_EXTRACTED TEXT:_
········
Nuclear T₃ binding was measured as previously described (12). The characteristics of T₃ binding was determined by Scatchard analysis. Radioactive T₃ binding to nuclei prepared from GH3 cells was displaced by unlabeled T₃ or its analogues. Triiodo-L-thyroacetic acid was the most potent to displace, which was followed by T₃, triiodo-D-thyronine, and L-T₄.

Luciferase assay
GH3 cells and cloned cells were treated with trypsin for 48 h before transfection and were plated into 10-cm dishes. Twenty-four hours before transfection, the medium was changed to DMEM with 10% serum pretreated with resin. The cells were electroporated with 10 µg 2xPAL-TK-Luc (13), and 1.0 µg pSV-ß-galactosidase vector (Promega Corp., Madison, WI) as previously described. The cells were distributed into 24 wells with DMEM containing serum pretreated with 10% resin. Twelve to 16 h after incubation, the medium was changed to fresh DMEM containing 10% serum pretreated with resin and various concentrations of T₃. After additional 24 h incubation, the cells were harvested. Luciferase activity was determined by the Promega Corp. Luciferase Assay System according to the protocol using Berthold Lumat (E.G. & G., Berthold, Evry, France). ß-Galactosidase activity was measured by the method previously described (5), and all luciferase data were corrected for ß-galactosidase activity to account for variations in transfection efficacy.
········
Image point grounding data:

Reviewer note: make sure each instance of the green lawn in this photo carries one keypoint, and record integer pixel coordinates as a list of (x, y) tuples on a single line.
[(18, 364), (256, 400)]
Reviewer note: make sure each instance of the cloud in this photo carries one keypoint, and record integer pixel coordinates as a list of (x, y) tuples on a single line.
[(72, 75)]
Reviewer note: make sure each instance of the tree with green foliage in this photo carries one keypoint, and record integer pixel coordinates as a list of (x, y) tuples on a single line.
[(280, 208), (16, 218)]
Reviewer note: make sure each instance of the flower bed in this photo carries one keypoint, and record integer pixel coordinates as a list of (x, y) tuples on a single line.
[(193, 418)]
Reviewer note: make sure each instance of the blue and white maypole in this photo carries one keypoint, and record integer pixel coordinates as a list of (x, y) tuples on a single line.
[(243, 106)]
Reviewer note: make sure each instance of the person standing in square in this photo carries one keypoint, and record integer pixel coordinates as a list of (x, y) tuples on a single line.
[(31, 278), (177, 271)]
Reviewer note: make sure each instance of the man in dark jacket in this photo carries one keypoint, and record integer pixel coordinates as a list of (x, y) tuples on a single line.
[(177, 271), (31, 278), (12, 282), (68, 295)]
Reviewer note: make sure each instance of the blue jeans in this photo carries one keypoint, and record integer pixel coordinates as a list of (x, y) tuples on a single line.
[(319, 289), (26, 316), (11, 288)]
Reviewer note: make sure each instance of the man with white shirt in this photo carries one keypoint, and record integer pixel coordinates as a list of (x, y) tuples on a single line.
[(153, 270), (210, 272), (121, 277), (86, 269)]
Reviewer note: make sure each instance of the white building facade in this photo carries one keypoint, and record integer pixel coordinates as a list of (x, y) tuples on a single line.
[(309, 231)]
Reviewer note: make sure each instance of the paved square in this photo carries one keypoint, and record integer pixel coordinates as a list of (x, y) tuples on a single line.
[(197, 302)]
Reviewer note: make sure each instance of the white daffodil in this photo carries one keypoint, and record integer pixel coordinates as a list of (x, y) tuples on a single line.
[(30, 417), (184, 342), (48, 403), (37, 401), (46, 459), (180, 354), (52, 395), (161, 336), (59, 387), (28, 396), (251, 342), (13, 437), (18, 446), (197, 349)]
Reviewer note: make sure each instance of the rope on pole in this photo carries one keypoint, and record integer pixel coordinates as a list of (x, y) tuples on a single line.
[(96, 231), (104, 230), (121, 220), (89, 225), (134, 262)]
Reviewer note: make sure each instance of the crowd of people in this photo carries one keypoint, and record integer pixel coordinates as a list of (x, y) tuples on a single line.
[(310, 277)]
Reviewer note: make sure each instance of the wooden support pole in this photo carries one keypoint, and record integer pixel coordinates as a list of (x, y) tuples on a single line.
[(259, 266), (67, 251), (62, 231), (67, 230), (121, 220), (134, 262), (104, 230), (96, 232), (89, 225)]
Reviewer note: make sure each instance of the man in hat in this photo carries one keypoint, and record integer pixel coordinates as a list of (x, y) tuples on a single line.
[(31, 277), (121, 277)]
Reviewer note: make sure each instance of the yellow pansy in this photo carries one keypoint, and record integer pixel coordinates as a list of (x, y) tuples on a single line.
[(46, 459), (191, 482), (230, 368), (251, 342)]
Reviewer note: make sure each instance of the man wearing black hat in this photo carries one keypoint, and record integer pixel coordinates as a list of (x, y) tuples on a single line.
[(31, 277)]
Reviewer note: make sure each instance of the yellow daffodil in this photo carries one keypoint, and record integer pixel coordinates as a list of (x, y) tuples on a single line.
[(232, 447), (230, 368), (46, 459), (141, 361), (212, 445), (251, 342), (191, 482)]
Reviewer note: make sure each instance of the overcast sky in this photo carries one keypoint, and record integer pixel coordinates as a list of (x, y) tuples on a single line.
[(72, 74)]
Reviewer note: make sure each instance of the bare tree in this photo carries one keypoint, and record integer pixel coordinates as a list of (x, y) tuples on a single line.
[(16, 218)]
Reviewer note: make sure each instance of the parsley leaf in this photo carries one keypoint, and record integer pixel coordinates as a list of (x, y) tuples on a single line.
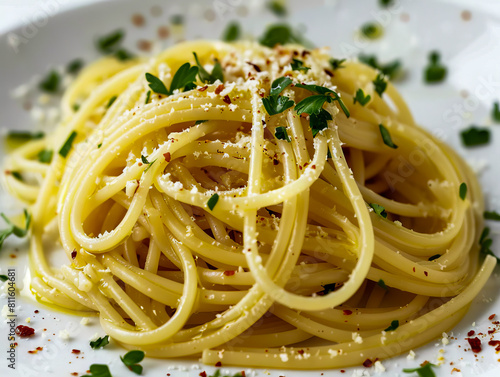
[(185, 76), (394, 325), (361, 97), (337, 63), (100, 343), (380, 84), (298, 65), (232, 32), (485, 244), (98, 370), (379, 210), (75, 66), (67, 144), (386, 136), (277, 8), (491, 215), (282, 134), (474, 136), (206, 77), (132, 360), (381, 284), (50, 83), (213, 201), (156, 84), (278, 34), (495, 114), (14, 229), (435, 71), (45, 156), (24, 135), (424, 371), (390, 69), (372, 30), (109, 43), (463, 190)]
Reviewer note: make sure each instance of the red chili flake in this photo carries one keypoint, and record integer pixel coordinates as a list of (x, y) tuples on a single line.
[(475, 344), (367, 363), (329, 73), (255, 66), (24, 331), (219, 89)]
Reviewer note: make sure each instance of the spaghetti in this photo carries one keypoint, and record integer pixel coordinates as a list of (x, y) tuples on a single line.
[(196, 223)]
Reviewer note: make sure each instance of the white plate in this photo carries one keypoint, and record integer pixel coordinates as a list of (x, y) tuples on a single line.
[(470, 49)]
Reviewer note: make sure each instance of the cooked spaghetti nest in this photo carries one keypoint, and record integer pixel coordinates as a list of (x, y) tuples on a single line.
[(192, 229)]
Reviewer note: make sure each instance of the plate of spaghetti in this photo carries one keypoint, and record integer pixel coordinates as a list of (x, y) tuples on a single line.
[(251, 188)]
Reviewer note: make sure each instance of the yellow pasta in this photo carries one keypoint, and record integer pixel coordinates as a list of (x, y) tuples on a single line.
[(196, 224)]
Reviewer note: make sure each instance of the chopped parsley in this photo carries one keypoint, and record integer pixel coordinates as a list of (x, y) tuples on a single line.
[(100, 343), (372, 30), (491, 215), (279, 34), (380, 84), (298, 65), (206, 77), (474, 136), (232, 32), (274, 103), (381, 284), (337, 63), (50, 83), (394, 325), (463, 190), (111, 101), (379, 210), (67, 144), (75, 66), (45, 156), (213, 201), (24, 135), (386, 136), (390, 69), (495, 114), (132, 360), (14, 229), (485, 244), (277, 7), (281, 134), (110, 43), (361, 97), (435, 71), (184, 79), (423, 371), (98, 370)]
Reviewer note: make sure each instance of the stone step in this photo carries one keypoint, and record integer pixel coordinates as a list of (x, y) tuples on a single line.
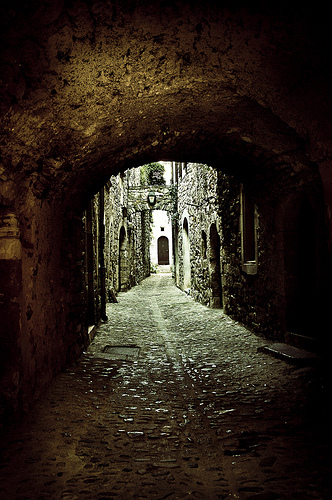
[(291, 354), (301, 341)]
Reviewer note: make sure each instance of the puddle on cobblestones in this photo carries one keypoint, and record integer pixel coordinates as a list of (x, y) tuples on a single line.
[(123, 352)]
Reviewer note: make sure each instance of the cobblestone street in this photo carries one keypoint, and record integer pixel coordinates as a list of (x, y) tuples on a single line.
[(173, 400)]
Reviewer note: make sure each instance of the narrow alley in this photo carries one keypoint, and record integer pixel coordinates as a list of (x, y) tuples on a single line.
[(172, 400)]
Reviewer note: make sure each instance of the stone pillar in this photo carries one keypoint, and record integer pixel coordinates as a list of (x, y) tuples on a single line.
[(10, 311)]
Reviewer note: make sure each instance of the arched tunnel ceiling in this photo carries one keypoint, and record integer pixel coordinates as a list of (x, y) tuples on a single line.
[(90, 88)]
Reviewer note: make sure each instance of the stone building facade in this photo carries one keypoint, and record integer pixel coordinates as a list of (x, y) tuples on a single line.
[(261, 260)]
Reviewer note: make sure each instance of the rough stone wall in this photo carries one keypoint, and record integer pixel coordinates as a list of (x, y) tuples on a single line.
[(89, 89)]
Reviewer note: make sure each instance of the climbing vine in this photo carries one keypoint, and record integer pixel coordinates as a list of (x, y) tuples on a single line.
[(152, 174)]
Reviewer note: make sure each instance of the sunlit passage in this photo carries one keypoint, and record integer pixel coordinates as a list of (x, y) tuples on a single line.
[(171, 400)]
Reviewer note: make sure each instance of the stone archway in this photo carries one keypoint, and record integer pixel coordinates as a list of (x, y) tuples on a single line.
[(186, 255)]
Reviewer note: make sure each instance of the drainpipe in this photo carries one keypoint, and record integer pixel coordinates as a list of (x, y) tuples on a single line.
[(102, 268)]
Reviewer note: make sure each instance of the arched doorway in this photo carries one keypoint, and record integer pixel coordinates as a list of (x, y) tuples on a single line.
[(186, 255), (215, 276), (163, 251)]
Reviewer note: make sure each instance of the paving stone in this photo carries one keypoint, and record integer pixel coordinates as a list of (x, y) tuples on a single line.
[(199, 406)]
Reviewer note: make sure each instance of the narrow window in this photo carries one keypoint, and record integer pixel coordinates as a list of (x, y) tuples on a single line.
[(248, 233)]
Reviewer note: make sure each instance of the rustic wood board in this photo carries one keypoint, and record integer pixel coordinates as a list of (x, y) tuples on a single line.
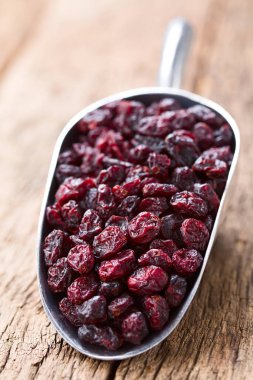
[(56, 57)]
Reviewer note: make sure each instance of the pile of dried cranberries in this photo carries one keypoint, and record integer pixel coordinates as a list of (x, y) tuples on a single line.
[(137, 198)]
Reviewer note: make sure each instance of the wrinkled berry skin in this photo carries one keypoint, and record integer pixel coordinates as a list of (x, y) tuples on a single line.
[(147, 280), (134, 328), (109, 242), (59, 275), (176, 290), (144, 227), (186, 261), (118, 267), (157, 311), (194, 234), (102, 336)]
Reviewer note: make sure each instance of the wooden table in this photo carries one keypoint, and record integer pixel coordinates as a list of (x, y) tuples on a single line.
[(58, 56)]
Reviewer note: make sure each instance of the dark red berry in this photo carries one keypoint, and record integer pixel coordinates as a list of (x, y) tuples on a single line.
[(134, 327), (81, 258), (194, 234), (176, 290), (102, 336), (189, 203), (109, 242), (156, 257), (157, 311), (116, 268), (147, 280), (186, 261), (59, 275), (93, 310), (144, 227), (82, 288)]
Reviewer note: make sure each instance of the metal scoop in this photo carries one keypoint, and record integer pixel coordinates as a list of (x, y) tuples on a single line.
[(177, 41)]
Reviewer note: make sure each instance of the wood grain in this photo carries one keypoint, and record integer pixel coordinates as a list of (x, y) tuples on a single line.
[(57, 57)]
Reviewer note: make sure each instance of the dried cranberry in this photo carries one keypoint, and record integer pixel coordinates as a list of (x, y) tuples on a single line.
[(204, 135), (82, 288), (116, 268), (147, 280), (56, 245), (186, 261), (156, 257), (210, 167), (134, 327), (69, 311), (159, 165), (144, 227), (159, 189), (184, 178), (103, 336), (157, 311), (176, 290), (90, 225), (109, 242), (189, 203), (110, 289), (81, 258), (93, 310), (207, 192), (120, 305), (59, 275), (156, 205), (194, 234), (167, 246), (105, 201)]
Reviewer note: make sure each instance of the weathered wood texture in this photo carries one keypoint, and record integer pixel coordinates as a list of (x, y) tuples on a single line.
[(56, 57)]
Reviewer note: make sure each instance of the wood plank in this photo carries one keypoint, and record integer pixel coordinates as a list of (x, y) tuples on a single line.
[(78, 52)]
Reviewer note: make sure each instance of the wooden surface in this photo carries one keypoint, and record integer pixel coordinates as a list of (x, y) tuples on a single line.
[(56, 56)]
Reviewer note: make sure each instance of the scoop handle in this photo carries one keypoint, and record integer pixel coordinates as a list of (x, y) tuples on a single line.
[(176, 46)]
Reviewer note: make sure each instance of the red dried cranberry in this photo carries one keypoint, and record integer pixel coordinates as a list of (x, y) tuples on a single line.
[(210, 167), (134, 327), (110, 289), (170, 225), (144, 227), (120, 266), (159, 189), (59, 275), (105, 201), (194, 234), (204, 135), (156, 205), (120, 305), (82, 288), (129, 206), (103, 336), (90, 225), (184, 178), (167, 246), (156, 257), (186, 261), (81, 258), (94, 310), (207, 192), (157, 311), (176, 290), (56, 245), (147, 280), (189, 203), (159, 165), (109, 242), (69, 311)]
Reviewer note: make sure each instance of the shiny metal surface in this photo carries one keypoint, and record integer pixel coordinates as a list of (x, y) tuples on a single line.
[(65, 329)]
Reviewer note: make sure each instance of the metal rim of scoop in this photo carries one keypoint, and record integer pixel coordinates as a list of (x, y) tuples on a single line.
[(178, 35)]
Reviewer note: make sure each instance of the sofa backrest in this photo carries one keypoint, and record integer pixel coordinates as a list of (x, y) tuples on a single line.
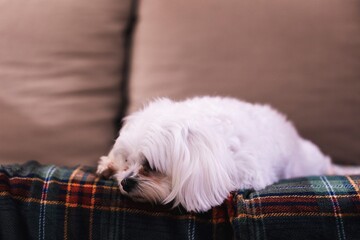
[(302, 57)]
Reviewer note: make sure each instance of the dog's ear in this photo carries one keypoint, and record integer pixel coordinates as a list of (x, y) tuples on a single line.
[(202, 173)]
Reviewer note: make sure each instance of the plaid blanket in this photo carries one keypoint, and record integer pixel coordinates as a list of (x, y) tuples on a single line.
[(49, 202)]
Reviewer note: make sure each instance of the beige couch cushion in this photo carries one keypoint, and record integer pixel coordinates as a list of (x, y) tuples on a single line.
[(303, 57), (60, 65)]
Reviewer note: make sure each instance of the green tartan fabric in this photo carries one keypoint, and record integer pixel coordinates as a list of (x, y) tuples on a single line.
[(50, 202)]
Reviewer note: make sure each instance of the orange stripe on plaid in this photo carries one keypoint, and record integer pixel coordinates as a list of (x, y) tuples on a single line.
[(92, 206), (355, 186), (112, 209), (68, 193), (85, 185), (299, 214)]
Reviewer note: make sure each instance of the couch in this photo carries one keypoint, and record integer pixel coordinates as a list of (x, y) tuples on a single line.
[(71, 70)]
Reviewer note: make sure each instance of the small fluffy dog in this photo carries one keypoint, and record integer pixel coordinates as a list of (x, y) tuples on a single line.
[(197, 151)]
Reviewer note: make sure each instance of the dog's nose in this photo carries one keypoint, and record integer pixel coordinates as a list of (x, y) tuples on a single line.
[(128, 184)]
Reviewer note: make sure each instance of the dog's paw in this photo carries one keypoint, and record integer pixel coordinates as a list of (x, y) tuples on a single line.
[(106, 167)]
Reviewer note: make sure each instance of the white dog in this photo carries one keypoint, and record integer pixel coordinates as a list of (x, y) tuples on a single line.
[(197, 151)]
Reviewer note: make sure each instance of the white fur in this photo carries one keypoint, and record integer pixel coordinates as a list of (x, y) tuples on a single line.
[(203, 148)]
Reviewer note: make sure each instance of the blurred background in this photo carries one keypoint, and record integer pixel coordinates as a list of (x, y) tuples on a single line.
[(71, 69)]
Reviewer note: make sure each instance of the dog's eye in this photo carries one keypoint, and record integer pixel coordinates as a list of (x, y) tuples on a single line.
[(146, 166)]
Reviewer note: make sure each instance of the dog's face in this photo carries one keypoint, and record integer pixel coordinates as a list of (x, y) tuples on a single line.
[(136, 177), (162, 157)]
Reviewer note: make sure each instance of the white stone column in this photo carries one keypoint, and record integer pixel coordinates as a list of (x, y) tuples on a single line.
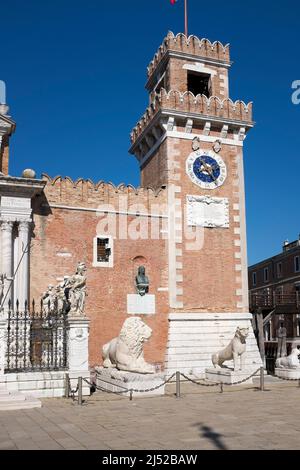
[(23, 274), (3, 339), (7, 260)]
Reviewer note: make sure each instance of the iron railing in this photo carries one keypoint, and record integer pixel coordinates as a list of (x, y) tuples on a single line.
[(36, 341), (271, 301)]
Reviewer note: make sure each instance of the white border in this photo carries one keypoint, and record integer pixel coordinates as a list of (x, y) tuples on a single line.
[(224, 202)]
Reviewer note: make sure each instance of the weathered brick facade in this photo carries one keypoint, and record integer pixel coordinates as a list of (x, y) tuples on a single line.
[(196, 271)]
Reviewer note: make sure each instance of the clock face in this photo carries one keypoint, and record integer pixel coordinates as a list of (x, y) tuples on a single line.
[(206, 169)]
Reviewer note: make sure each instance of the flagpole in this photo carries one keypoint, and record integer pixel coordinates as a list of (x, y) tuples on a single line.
[(186, 17)]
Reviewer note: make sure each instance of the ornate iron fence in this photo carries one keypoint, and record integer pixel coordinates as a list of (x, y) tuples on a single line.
[(36, 341)]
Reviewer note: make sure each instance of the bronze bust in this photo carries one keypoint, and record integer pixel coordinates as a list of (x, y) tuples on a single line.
[(142, 282)]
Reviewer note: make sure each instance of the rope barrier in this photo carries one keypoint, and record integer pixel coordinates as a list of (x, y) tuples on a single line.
[(284, 378), (217, 384), (178, 374)]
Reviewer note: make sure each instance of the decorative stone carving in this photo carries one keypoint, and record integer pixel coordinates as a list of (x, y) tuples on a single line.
[(142, 281), (49, 300), (68, 296), (2, 284), (126, 352), (205, 211), (29, 174), (77, 291), (235, 350), (289, 362)]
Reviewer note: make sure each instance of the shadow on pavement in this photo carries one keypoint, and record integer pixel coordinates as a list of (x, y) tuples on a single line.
[(208, 433)]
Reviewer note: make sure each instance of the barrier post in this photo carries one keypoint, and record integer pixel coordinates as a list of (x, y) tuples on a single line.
[(262, 379), (177, 384), (67, 386), (79, 390)]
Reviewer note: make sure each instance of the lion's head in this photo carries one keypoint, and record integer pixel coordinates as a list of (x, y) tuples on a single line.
[(134, 333), (242, 333)]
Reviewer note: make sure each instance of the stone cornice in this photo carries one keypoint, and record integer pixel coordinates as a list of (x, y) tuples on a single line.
[(22, 186), (183, 55), (162, 116)]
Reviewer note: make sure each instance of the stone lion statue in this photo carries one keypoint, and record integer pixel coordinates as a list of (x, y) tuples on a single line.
[(289, 362), (126, 352), (236, 349)]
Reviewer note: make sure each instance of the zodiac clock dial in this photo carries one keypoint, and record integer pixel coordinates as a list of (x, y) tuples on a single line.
[(206, 169)]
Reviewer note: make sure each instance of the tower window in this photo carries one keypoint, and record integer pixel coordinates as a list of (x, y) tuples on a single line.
[(296, 264), (199, 84), (103, 253)]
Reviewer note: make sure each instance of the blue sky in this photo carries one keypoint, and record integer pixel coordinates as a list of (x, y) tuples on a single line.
[(75, 74)]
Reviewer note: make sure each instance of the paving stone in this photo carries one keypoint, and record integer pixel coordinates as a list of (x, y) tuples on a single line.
[(236, 419)]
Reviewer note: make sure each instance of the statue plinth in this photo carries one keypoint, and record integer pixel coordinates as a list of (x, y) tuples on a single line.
[(78, 343), (228, 376), (285, 373), (114, 380)]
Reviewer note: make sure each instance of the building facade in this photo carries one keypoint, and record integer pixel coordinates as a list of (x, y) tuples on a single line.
[(185, 224), (274, 286)]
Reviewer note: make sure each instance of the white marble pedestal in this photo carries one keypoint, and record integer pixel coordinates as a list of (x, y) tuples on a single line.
[(78, 351), (293, 374), (114, 380), (228, 376), (141, 304)]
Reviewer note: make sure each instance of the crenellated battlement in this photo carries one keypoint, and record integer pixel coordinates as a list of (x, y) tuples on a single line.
[(190, 45), (189, 103), (86, 193)]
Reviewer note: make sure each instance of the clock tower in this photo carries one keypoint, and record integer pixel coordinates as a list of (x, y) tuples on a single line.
[(191, 140)]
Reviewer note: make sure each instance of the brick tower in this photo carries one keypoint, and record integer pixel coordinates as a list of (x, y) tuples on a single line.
[(191, 139)]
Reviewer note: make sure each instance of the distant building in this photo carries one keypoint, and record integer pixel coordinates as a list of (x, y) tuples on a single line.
[(274, 288)]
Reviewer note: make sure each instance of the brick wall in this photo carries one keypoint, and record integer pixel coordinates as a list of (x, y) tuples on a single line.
[(63, 237)]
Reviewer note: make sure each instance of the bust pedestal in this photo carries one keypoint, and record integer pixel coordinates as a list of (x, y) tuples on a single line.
[(78, 351), (141, 304)]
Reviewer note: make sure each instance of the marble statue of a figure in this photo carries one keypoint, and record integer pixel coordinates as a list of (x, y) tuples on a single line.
[(236, 349), (77, 291)]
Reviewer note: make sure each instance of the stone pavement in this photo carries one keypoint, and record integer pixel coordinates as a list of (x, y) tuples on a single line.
[(240, 418)]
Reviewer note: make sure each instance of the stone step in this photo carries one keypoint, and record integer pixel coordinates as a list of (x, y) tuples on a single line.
[(12, 405), (12, 396)]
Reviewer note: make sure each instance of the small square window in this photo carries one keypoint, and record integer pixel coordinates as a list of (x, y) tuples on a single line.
[(103, 252), (199, 84), (279, 269)]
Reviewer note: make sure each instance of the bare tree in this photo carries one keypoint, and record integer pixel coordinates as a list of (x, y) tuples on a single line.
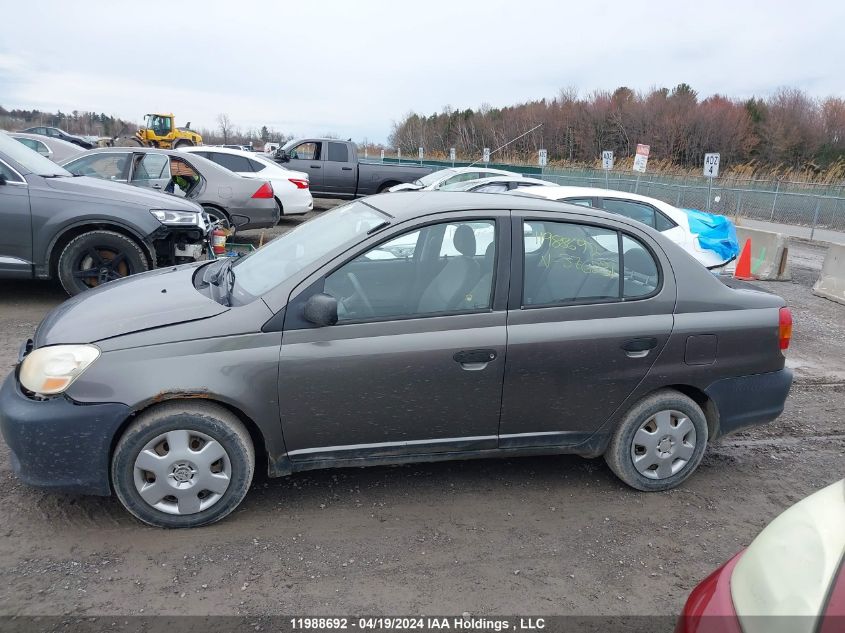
········
_TRY IT:_ Write out the section of the methods excerpt starting at "Nuclear T₃ binding" and ending at "triiodo-D-thyronine, and L-T₄.".

_TASK SOLUTION:_
Nuclear T₃ binding was measured as previously described (12). The characteristics of T₃ binding was determined by Scatchard analysis. Radioactive T₃ binding to nuclei prepared from GH3 cells was displaced by unlabeled T₃ or its analogues. Triiodo-L-thyroacetic acid was the most potent to displace, which was followed by T₃, triiodo-D-thyronine, and L-T₄.